* Written request *
The records that follow need to be output exactly as they are.

* Supplied material *
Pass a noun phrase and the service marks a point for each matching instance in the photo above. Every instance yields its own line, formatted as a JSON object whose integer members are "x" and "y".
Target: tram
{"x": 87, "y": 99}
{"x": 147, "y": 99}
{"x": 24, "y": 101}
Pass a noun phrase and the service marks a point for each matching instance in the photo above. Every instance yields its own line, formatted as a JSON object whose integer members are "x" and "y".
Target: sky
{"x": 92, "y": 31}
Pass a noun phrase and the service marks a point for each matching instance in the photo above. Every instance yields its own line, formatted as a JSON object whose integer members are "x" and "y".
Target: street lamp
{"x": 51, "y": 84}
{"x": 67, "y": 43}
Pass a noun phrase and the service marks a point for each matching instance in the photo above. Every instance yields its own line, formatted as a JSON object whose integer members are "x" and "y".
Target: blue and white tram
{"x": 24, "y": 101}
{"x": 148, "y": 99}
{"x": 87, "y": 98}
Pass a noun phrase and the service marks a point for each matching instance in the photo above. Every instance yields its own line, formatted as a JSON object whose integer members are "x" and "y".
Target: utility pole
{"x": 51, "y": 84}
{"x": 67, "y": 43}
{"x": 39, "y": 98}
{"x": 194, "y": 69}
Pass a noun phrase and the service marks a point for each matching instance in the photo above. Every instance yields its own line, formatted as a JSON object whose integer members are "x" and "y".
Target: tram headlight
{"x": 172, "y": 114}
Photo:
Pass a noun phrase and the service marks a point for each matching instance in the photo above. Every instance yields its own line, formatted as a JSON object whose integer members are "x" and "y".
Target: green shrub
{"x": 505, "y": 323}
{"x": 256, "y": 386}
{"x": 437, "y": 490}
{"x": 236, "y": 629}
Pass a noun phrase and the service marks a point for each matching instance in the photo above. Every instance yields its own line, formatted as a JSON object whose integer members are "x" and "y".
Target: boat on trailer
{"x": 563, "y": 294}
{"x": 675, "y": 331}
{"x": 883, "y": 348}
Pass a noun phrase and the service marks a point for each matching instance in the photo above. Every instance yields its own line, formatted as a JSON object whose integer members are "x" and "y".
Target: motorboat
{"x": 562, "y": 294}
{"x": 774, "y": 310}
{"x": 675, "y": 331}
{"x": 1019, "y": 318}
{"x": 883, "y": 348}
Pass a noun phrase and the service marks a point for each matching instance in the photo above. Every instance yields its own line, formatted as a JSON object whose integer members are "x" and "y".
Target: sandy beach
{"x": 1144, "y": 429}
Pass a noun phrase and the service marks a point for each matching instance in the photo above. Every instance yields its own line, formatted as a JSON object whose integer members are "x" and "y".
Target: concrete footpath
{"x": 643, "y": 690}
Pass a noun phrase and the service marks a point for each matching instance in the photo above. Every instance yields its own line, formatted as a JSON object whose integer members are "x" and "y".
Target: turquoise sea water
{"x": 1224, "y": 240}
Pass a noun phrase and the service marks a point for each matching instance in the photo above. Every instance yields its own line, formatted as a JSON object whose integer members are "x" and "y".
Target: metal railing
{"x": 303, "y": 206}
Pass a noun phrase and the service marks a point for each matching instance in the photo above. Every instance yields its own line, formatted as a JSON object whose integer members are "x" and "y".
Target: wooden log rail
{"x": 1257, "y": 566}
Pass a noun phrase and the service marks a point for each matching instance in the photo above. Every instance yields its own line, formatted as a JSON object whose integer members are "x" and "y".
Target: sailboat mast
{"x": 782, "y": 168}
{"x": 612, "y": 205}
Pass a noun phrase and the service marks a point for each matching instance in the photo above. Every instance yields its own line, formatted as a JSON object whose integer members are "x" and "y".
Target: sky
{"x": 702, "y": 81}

* Correct output *
Pass a noun phrase and the service marks a point for each matching instance in the photo above. Every instance yields its own line, formatted as a JSON object whose integer members are "x" and "y".
Target: tram
{"x": 87, "y": 99}
{"x": 147, "y": 99}
{"x": 24, "y": 101}
Pass a noun phrase and the service marks a point for each matching instance in the photo above. Every instance yields its own line, formatted as a JSON object whose integer members are "x" and "y".
Target: sky
{"x": 92, "y": 31}
Pass a noun phrase and the service marks a point for each matching instance in the photo above. Every instance yields its own line, formatted as a JSON object whose integer members are "x" and "y".
Target: street lamp
{"x": 51, "y": 84}
{"x": 67, "y": 43}
Pass a noun phrase and the service marks a point for each matching instance in the photo above. Every instance yields its own line, formatted as a JSON object whose integer members are "x" and "y".
Target: blue and white tram
{"x": 24, "y": 101}
{"x": 148, "y": 99}
{"x": 87, "y": 98}
Pass a noun phrase and the service marks a point for each matching instance in the photo above. Every instance yields its own line, formatted as a JSON object whose integer members are "x" and "y".
Target: utility pole
{"x": 51, "y": 84}
{"x": 67, "y": 43}
{"x": 39, "y": 98}
{"x": 194, "y": 69}
Pass a noun phrase and the service marks a point for each matching instance in the photo above. Every instance yields its own line, formatted as a JSON object whose integer members are "x" and "y".
Target: tram headlight
{"x": 172, "y": 114}
Photo:
Pass a noun phrase and the service marks a point for each matching instance in the photo above. Every instance yields its own line, formatted as a JSON object whose integer members are "x" and "y".
Target: green shrub
{"x": 505, "y": 323}
{"x": 256, "y": 386}
{"x": 437, "y": 490}
{"x": 236, "y": 629}
Pass a noun phrase and the service marks a point for each matching instance in the photo above. Every instance yields its own line, formatted as a JSON object whose integer members are "x" and "y".
Target: boat on trailer
{"x": 563, "y": 294}
{"x": 675, "y": 331}
{"x": 883, "y": 348}
Pass a noun phrase and the service marks a point for each matching instance in the photo above. Every instance yields its own line, formatted as a JSON object whose integer members are "x" and "y".
Target: motorboat
{"x": 562, "y": 294}
{"x": 774, "y": 310}
{"x": 675, "y": 331}
{"x": 1019, "y": 318}
{"x": 883, "y": 348}
Pass a noun phrase and the service marks a point for each matching instance in the photo above. Every instance yields its own line, formatted as a JSON object whose integer members are "x" and "y".
Target: sandy beach
{"x": 1144, "y": 429}
Pass a noun phrase and the service marks a point for each matching instance in the photo above. Every instance yields its own line, formatted as a JSON object whose integer members are "x" and "y".
Target: concrete footpath
{"x": 643, "y": 690}
Pass a noun phrase and the service marks a point for each matching instance in the photo above. Every instance yields its own line, formatted as a JSON object whose integer members are "x" and "y".
Target: turquoise sea water
{"x": 1224, "y": 240}
Pass a noun phrase and the service marks a point for each matching instance in the photo above. Every instance yields its own line, formatted as a JSON object whose integer members are "x" and "y".
Target: metal railing
{"x": 303, "y": 206}
Pass a noun phrase and the service marks a point for each matching instance in the photo above. Every instance yields its own line, formatted as a JSON object whose integer members are "x" and "y".
Target: wooden log rail
{"x": 1257, "y": 566}
Pass a noun phrase and the service marks a point for each matching instance in the photo above. Every instance yields its own line, formatted as a JSON object whose integer members are "x" and "y".
Target: sailboat mast
{"x": 782, "y": 168}
{"x": 612, "y": 205}
Pass a noun phrase and the service marks a point for each matching instance in the photo above. Every instance yields its own line, formatted as a JSON object whose integer members are "x" and "y".
Target: sky
{"x": 702, "y": 81}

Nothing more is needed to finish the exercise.